(Exercise description) Transcribe all of the records precisely as they are presented.

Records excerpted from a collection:
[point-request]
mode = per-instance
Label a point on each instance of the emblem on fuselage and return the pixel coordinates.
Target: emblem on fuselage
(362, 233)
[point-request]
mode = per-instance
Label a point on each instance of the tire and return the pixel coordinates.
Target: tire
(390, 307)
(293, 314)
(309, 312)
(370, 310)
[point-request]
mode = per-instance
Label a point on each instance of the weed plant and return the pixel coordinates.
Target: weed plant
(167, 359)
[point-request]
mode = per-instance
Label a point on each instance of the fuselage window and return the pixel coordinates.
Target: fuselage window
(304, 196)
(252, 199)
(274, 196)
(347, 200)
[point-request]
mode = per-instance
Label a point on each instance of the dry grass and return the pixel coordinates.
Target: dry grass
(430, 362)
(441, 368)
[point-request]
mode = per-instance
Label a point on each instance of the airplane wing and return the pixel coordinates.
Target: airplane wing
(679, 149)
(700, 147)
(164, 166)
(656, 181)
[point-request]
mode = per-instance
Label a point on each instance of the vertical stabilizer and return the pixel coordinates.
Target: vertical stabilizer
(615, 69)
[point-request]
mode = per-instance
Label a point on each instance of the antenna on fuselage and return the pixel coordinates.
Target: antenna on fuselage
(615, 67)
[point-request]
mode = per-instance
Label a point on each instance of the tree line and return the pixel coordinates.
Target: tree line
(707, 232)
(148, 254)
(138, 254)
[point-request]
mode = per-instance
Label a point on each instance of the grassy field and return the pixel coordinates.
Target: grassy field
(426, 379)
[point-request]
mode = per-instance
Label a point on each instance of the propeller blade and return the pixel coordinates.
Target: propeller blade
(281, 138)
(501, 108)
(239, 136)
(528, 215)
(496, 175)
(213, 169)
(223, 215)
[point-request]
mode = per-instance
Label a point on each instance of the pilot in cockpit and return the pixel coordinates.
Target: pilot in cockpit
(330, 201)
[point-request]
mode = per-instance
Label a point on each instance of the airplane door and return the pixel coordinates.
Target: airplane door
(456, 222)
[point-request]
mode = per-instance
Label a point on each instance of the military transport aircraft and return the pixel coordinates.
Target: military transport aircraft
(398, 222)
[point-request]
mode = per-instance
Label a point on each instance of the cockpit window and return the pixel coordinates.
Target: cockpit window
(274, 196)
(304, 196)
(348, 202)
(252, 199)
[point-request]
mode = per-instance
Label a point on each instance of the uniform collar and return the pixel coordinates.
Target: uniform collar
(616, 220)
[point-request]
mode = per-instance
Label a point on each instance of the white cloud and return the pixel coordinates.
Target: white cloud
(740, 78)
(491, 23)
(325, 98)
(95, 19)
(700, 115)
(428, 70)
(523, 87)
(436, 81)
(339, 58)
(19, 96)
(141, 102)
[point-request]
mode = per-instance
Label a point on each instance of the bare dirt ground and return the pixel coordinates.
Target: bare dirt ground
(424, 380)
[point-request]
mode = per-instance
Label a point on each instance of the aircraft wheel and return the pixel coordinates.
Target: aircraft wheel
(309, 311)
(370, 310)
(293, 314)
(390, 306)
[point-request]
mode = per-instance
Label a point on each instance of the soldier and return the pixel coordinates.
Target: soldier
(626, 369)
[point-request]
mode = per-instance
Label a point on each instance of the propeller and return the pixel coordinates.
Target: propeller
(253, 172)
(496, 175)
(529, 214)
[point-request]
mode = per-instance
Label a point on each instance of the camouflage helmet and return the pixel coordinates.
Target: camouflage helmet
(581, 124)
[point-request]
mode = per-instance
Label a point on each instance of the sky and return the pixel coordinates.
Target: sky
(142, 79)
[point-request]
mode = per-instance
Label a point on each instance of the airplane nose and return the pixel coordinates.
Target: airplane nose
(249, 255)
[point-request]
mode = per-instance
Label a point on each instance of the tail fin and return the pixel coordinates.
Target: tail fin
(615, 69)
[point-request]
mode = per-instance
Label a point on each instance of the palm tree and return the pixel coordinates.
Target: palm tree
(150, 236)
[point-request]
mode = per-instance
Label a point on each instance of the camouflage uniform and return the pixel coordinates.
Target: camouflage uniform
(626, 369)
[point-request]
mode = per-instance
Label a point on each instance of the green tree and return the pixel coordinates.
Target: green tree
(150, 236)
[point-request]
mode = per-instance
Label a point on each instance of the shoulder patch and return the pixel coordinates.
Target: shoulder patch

(Response)
[point-request]
mode = per-instance
Label a point on each instance of the emblem on fuselage and return the pixel coordinates.
Target: emblem on fuselage
(362, 233)
[point-request]
mode = per-instance
Label a point on each instance of the tire and return the pixel coordinates.
Target: tire
(390, 307)
(293, 314)
(309, 312)
(370, 310)
[point-request]
mode = per-instance
Label a point on each instance of the weed plant and return the pixel coordinates.
Target: weed plant
(167, 359)
[point-request]
mode = per-instance
Label a point on each instance of the fuselage window and return the pixel coordinates.
Target: fuselage window
(304, 196)
(252, 199)
(274, 196)
(347, 200)
[point-request]
mode = per-instance
Label a point on each instance of the dry grass and return the pixel coordinates.
Target: dry grass
(430, 362)
(441, 368)
[point-request]
mode = per-instance
Label a point on each instance of the airplane wing and return the pixel coordinates.
Target: airplane wing
(679, 149)
(700, 147)
(164, 166)
(656, 181)
[point-request]
mode = per-instance
Label a point on each instance of the vertical stabilizer and return the pixel coordinates.
Target: vertical stabilizer
(615, 69)
[point-request]
mode = per-instance
Label a point on each instance of the antenna on fuselage and return the pixel coordinates.
Target: antenna on fuselage
(615, 67)
[point-request]
mode = per-instance
Label a point on each instance of the tree line and return the pixel coordinates.
Target: tree line
(707, 232)
(148, 254)
(138, 254)
[point-request]
mode = per-instance
Label a point on each instance of the grassy field and return the pixel coordinates.
Target: grassy field
(426, 379)
[point-request]
mode = per-instance
Label a point on each instance of the propeller blade and return the pixel coordinates.
Target: propeller blade
(281, 138)
(501, 108)
(239, 136)
(528, 215)
(496, 175)
(213, 169)
(223, 215)
[point-request]
mode = per-instance
Label a point on each instance of the pilot in cockpit and return the pixel coordinates.
Target: pilot in cockpit
(330, 201)
[point-request]
mode = per-instance
Label a point on each instance of the airplane door and return the pixel coordinates.
Target: airplane door
(456, 222)
[point-request]
mode = per-instance
Label a point on each instance of the military transport aircraft and return the pixel coordinates.
Target: military transport aircraft
(398, 222)
[point-request]
mode = per-instance
Label a point on each instance of the cockpit window and return the pixel coordinates.
Target: cockpit window
(274, 196)
(304, 196)
(348, 202)
(252, 199)
[point-request]
mode = per-instance
Label a point on each instance of the uniform collar and return the pixel coordinates.
Target: uniform collar
(616, 220)
[point-request]
mode = per-instance
Label a point on each instance of the white cloud and return the pixel coordinates.
Target: white cloud
(740, 78)
(491, 23)
(325, 98)
(95, 19)
(700, 115)
(428, 70)
(523, 87)
(436, 81)
(339, 58)
(19, 96)
(141, 102)
[point-request]
mode = per-instance
Label a point on each instance of the bare dirt ground and return the pixel coordinates.
Target: bare dirt ground
(424, 380)
[point-request]
mode = per-instance
Label a point on each instance of the aircraft wheel and return the pixel coordinates.
Target: aircraft wheel
(309, 311)
(370, 310)
(293, 314)
(390, 306)
[point-request]
mode = per-instance
Label a point on each instance of the soldier and return the pixel coordinates.
Target: soldier
(626, 369)
[point-request]
mode = per-instance
Label a point on each instance of the propeller and return the pixel coordinates.
Target: propeller
(253, 172)
(496, 175)
(529, 214)
[point-request]
mode = per-instance
Label a point on each instance of the camouflage helmet and return the pixel coordinates.
Target: camouflage helmet
(581, 124)
[point-request]
mode = per-instance
Label a point on each instance of the sky and return the pixel coordinates.
Target: sky
(142, 79)
[point-request]
mode = per-instance
Label a point on each instance of the airplane nose and return the pixel coordinates.
Target: airplane nose
(249, 255)
[point-request]
mode = per-instance
Label a point on each instance of the tail fin and return the pixel coordinates.
Target: tail fin
(615, 69)
[point-request]
mode = per-instance
Label a point on each instance of the palm tree and return the pixel coordinates.
Target: palm tree
(150, 236)
[point-request]
mode = per-instance
Label a point on each instance of the camouflage uniform and return the pixel coordinates.
Target: camouflage uniform
(626, 369)
[point-request]
mode = per-instance
Label a point on each instance of the green tree and return the pixel coordinates.
Target: green tree
(150, 236)
[point-request]
mode = per-instance
Label a point on each instance of the shoulder patch and return the pixel coordinates.
Target: shoulder patch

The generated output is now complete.